• [The request]
Select and copy every line of the items below that contains the word "horizontal", matching case exactly.

----------------------------------------

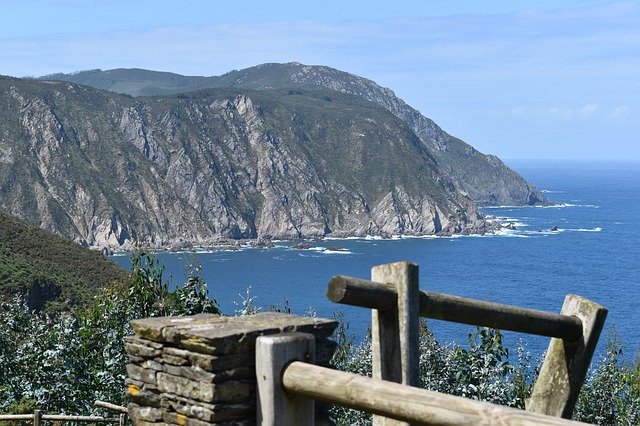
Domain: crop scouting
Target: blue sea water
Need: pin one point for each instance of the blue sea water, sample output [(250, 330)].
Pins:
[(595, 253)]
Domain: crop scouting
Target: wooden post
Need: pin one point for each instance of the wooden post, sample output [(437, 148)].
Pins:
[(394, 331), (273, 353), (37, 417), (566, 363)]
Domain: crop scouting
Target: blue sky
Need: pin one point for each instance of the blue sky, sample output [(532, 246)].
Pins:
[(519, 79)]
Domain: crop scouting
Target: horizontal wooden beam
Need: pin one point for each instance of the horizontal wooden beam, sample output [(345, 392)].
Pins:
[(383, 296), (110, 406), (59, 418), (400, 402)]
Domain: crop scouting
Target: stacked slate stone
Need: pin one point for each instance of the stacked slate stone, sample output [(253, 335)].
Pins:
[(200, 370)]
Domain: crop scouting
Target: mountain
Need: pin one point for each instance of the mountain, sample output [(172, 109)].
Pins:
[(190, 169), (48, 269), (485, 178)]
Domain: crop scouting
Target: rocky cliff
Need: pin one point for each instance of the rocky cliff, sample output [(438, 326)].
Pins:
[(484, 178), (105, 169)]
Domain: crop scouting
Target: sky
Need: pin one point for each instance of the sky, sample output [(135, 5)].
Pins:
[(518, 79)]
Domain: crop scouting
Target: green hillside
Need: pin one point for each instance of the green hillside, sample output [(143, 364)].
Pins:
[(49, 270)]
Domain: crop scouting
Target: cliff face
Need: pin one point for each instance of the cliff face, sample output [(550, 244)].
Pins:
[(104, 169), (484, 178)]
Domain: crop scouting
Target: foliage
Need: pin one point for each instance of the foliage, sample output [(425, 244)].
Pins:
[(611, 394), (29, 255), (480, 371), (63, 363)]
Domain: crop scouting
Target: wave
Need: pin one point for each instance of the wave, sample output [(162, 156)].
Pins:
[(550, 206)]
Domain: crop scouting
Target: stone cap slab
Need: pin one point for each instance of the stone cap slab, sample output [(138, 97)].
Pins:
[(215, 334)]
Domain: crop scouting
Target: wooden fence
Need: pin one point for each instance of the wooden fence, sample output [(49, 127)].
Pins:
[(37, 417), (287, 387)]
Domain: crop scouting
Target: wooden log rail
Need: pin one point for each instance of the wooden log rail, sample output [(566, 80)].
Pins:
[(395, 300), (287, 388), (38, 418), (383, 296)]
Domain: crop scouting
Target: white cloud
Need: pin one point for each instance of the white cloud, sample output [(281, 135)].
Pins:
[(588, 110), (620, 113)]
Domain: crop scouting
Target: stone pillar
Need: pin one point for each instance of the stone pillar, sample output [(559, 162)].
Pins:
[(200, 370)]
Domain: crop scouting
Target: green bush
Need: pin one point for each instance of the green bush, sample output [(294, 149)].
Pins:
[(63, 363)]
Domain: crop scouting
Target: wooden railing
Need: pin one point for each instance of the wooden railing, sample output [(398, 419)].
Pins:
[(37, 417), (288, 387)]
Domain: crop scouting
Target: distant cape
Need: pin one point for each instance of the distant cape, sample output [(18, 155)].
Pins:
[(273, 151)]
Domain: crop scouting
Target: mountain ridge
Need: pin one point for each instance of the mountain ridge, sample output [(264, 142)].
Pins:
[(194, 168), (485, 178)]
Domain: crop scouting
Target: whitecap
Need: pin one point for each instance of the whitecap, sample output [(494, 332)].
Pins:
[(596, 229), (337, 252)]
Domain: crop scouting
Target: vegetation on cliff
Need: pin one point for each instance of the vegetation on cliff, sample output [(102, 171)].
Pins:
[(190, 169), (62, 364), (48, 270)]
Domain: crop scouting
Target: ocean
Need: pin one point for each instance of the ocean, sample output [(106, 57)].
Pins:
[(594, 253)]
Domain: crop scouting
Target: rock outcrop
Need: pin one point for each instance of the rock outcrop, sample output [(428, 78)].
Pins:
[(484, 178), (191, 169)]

----------------------------------------

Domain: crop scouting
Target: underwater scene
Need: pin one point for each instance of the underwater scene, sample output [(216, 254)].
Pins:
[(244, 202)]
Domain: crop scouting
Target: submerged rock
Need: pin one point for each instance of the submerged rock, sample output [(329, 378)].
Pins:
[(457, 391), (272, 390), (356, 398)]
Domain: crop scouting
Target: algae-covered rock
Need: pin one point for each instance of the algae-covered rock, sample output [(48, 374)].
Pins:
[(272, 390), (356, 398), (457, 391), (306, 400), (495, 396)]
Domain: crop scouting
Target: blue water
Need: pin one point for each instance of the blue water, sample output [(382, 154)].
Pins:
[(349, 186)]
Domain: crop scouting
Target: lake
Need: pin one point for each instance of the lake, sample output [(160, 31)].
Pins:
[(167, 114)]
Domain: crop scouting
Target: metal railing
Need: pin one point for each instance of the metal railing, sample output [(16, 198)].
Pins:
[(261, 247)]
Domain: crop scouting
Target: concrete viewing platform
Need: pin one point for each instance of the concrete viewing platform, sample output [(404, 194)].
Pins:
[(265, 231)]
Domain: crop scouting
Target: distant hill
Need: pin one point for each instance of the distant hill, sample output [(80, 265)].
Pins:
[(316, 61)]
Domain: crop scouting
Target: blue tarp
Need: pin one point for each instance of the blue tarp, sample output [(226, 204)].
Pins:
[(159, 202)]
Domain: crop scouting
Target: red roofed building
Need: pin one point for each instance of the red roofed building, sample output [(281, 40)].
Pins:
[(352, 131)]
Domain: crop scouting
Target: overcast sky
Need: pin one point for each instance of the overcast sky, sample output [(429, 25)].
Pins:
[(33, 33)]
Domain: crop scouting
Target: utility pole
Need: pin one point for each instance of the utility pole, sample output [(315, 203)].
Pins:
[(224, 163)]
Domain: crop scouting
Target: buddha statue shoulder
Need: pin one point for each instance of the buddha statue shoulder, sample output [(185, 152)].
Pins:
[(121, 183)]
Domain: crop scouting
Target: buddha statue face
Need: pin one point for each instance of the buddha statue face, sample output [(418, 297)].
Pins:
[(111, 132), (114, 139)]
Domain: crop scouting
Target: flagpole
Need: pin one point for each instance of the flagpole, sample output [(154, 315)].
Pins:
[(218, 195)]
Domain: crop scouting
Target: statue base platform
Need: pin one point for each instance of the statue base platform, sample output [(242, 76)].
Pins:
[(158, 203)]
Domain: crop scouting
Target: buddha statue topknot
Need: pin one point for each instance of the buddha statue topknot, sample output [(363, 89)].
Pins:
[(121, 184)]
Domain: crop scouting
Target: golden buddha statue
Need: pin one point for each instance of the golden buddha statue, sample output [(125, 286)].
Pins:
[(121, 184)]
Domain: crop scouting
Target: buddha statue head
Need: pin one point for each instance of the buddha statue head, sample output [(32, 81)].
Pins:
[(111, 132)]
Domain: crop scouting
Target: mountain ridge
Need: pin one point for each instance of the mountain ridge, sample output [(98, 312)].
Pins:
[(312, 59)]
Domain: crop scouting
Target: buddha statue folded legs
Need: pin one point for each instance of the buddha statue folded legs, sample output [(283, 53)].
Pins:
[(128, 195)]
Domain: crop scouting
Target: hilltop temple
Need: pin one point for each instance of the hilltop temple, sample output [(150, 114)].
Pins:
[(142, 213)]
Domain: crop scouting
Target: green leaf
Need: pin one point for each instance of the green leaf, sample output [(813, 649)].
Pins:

----------------------------------------

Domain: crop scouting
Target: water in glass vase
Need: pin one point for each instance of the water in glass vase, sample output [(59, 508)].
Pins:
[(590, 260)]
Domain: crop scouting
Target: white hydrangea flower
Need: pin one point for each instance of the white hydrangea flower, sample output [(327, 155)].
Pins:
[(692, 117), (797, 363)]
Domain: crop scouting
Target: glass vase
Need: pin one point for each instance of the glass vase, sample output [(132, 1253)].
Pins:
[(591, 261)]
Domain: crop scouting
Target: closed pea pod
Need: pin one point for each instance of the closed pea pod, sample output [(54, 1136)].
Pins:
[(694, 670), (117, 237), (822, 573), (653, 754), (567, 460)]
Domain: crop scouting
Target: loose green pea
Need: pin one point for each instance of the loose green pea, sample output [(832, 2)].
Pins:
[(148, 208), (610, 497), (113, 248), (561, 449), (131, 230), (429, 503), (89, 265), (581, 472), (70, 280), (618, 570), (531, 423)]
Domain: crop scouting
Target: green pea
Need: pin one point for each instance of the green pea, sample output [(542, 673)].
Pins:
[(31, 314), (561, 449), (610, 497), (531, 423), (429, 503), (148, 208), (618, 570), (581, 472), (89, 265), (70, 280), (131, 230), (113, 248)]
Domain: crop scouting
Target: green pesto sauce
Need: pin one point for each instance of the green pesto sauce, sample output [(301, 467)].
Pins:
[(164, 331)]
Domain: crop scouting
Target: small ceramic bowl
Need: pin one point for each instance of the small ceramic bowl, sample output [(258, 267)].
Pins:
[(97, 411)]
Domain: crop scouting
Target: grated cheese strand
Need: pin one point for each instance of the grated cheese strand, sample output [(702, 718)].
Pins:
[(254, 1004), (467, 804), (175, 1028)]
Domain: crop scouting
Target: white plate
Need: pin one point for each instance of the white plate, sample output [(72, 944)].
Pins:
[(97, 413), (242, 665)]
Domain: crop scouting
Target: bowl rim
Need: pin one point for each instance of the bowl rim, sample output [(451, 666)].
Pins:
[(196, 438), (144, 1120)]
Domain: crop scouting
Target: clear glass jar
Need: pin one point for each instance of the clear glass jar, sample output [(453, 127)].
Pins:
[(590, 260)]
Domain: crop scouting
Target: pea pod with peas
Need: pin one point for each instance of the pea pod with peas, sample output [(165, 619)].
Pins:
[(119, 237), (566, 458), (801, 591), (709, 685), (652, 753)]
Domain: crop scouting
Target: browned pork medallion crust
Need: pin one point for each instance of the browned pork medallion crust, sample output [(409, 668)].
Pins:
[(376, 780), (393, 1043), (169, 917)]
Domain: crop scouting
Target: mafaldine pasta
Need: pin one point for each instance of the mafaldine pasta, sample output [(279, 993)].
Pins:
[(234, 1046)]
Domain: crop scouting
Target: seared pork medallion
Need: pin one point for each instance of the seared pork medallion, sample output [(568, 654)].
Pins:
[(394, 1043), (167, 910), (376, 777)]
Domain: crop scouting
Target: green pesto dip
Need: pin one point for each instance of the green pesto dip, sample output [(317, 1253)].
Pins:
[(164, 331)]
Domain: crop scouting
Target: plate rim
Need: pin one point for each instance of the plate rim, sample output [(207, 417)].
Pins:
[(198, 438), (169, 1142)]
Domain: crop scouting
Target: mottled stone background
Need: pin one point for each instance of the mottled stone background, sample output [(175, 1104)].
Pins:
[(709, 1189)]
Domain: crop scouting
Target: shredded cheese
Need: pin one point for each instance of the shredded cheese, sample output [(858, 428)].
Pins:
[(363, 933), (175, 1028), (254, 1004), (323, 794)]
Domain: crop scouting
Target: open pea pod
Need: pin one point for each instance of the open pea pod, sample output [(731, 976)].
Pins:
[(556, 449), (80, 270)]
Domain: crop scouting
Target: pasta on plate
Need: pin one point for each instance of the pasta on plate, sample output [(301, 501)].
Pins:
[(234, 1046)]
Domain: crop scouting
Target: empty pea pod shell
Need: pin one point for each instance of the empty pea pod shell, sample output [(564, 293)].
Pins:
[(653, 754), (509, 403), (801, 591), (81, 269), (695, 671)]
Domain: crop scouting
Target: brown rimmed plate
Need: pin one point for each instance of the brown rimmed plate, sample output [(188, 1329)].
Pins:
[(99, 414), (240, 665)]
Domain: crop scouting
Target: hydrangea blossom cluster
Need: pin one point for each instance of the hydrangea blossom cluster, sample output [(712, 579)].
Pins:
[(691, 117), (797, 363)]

----------------------------------------

• [The solution]
Target: horizontal wooden beam
Need: pin one point for each instance of the horizontal wooden beam, sample output [(345, 392)].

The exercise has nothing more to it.